-- Extract provided start --

This, my dear, is living in poverty mentality. And many people across the creative industries are guilty of this, know it or not.

I often advise art consultants to charge a fee for initial consultation site visits (who might otherwise charge nothing). The point is not the money itself, but the resulting art sales, framing, installation, delivery and project management.

The simple rationale to charging for site visits applies to creative practices on a broad scale.

On a subconscious level, the potential client assigns value to your time and expertise. In the example, if you instead offered such consultations for free, they wouldn’t think your time (or more significantly, specialist knowledge) was valuable enough to charge. It’s not just an hour or two of your time they are receiving; they are getting months and years of knowledge that you have accumulated, neatly tailored to the specific collector’s needs. You can significantly shift clients’ thinking and plans during such one-off site visits, regardless of whether or not they hire you as the consultant for the entire job.

Even if you start by charging nominal fees (increasing over time), getting something for it will make you feel happy to invest the time during your busy week. In my own days as an art consultant, I was elated when I started charging a fee for such initial consultations. I didn’t hold a grudge to be spending valuable time and furthermore, was confident that the client was serious. If they weren’t really going to proceed with hiring a consultant, they would not have paid for the meeting in the first place.

It is astounding to experience the substantial increase in closing sales and projects (most often on the spot) once you start taking your own time seriously.

-- Extract provided end --
-- Provided records start --

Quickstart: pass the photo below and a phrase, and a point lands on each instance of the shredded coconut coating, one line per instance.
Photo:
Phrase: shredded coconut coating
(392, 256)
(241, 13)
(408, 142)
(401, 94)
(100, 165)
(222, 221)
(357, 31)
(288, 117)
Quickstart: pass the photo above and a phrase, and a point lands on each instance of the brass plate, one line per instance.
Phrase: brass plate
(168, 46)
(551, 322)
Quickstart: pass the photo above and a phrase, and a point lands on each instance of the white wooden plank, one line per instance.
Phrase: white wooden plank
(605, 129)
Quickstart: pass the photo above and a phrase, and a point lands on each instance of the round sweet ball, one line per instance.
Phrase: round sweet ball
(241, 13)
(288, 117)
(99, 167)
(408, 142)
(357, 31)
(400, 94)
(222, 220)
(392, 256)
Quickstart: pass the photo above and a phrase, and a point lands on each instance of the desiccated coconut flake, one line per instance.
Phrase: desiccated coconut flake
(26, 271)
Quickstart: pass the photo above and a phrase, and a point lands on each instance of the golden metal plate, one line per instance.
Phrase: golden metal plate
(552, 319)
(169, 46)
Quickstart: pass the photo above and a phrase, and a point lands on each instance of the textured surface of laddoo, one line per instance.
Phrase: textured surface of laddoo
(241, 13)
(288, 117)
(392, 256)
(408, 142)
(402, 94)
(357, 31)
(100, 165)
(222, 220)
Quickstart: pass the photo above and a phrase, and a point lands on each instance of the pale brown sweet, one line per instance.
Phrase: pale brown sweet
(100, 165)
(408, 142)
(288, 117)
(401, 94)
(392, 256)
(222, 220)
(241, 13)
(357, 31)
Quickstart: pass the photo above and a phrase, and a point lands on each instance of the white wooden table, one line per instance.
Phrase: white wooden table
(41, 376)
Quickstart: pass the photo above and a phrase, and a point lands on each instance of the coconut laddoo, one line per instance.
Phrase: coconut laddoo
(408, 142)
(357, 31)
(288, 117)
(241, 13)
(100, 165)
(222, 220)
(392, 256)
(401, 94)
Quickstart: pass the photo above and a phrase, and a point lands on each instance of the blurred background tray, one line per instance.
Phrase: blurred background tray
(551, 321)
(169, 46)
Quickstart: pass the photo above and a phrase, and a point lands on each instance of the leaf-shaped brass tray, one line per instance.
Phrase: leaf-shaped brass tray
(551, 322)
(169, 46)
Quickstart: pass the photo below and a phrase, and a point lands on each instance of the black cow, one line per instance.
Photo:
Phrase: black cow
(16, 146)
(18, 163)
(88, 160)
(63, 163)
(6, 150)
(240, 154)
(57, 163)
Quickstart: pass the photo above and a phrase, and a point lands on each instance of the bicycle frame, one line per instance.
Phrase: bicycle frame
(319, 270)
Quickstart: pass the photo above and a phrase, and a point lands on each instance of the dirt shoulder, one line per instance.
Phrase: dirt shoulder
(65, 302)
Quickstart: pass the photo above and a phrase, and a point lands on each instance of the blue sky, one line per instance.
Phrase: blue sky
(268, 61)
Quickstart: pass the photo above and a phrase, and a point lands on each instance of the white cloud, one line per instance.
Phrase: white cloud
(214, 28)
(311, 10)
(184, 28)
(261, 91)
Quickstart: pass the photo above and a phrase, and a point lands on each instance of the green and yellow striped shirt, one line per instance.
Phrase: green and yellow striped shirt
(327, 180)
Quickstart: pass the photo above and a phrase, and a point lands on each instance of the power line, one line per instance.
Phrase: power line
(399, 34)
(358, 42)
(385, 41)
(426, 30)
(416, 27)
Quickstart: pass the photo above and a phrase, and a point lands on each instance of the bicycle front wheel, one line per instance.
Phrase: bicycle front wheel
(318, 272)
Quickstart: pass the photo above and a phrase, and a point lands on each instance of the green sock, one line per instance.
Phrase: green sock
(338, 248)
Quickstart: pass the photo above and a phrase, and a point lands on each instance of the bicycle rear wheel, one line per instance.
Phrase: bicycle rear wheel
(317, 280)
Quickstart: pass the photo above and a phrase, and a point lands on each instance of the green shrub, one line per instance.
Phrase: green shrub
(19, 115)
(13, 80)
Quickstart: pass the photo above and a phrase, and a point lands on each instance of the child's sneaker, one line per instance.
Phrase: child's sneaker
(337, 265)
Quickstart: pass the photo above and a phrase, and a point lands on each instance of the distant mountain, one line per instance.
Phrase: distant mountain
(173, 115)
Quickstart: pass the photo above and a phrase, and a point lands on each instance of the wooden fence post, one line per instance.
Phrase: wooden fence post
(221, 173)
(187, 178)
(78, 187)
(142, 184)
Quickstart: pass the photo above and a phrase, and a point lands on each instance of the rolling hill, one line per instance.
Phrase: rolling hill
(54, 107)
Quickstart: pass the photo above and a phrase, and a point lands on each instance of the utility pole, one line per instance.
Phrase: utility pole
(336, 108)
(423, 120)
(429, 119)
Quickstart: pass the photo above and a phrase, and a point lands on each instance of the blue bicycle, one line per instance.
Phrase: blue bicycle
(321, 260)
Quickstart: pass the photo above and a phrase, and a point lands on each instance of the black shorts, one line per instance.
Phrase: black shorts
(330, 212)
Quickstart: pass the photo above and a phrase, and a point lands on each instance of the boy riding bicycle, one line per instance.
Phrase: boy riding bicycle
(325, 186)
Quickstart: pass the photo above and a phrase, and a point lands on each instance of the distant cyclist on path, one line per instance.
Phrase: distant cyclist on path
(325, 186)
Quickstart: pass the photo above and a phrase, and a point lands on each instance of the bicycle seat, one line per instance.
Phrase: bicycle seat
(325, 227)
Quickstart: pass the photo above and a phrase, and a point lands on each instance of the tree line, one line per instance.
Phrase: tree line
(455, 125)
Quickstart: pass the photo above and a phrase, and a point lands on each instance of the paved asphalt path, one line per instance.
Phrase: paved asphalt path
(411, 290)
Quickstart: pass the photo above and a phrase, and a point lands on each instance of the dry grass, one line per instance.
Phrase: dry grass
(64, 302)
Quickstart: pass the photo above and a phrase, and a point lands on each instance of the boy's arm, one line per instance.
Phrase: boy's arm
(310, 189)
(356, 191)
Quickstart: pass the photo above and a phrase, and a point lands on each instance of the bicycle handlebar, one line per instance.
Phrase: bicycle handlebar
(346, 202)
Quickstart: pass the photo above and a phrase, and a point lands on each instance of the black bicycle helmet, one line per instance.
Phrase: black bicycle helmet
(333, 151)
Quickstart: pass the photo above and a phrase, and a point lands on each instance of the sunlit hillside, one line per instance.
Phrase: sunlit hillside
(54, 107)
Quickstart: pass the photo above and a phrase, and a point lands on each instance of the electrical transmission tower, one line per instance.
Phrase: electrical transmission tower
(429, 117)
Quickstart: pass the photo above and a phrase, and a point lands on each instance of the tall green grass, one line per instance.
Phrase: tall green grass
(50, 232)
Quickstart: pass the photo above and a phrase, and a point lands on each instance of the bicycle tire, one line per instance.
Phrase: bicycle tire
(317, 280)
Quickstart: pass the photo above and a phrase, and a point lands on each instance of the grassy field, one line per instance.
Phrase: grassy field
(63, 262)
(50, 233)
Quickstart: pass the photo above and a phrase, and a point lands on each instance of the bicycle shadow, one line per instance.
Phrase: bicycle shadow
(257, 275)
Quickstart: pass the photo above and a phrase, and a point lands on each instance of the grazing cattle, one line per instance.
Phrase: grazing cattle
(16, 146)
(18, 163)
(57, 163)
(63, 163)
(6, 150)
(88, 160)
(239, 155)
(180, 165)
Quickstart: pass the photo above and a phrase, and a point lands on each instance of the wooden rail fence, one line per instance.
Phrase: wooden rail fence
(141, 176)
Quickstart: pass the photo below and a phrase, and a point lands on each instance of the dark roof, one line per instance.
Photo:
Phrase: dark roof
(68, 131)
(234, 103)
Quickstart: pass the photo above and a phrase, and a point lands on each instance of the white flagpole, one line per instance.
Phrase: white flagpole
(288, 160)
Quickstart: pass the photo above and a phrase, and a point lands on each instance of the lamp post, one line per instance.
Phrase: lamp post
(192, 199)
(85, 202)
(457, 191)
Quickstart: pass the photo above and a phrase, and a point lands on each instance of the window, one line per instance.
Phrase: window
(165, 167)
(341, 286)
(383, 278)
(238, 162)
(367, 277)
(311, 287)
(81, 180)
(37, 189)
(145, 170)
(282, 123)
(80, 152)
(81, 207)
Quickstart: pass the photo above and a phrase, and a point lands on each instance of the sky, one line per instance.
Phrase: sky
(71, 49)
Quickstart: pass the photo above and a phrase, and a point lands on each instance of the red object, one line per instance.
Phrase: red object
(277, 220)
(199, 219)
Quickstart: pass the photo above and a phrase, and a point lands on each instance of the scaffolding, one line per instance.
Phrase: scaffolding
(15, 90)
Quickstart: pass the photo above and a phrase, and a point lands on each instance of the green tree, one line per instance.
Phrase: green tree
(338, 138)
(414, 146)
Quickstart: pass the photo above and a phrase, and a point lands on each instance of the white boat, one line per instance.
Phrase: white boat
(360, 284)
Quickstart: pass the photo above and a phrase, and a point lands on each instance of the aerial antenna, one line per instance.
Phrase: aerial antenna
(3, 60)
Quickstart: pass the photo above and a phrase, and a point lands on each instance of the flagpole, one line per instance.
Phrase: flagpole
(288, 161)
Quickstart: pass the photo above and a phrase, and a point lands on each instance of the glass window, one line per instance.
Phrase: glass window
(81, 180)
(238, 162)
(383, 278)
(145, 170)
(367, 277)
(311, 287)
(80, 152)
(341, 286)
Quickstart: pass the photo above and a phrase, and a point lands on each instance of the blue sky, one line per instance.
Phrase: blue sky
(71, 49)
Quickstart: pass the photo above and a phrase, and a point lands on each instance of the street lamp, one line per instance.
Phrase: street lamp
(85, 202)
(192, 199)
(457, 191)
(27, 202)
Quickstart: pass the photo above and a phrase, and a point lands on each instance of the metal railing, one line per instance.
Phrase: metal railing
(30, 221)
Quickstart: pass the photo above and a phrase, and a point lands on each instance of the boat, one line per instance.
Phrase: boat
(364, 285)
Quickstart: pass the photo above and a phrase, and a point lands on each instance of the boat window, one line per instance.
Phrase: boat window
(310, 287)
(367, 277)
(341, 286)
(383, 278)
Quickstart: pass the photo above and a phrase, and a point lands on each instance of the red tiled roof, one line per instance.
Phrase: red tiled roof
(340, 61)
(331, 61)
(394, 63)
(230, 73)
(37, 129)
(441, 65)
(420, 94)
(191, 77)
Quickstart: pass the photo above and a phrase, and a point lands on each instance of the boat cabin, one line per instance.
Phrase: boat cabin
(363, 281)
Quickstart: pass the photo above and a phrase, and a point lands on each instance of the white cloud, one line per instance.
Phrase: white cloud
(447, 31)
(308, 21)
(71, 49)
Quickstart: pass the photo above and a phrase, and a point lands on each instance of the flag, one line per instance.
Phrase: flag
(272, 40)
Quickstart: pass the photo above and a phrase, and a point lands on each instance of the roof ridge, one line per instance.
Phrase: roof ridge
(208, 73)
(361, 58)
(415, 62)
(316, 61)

-- Provided records end --

-- Task instructions --
1 – In the passage on charging for site visits, what are art consultants advised to charge a fee for?
2 – Please count the lines in the rows above that contain the word "wheel" and reply with only the number.

-- Full answers --
1 – Initial consultation site visits.

2 – 4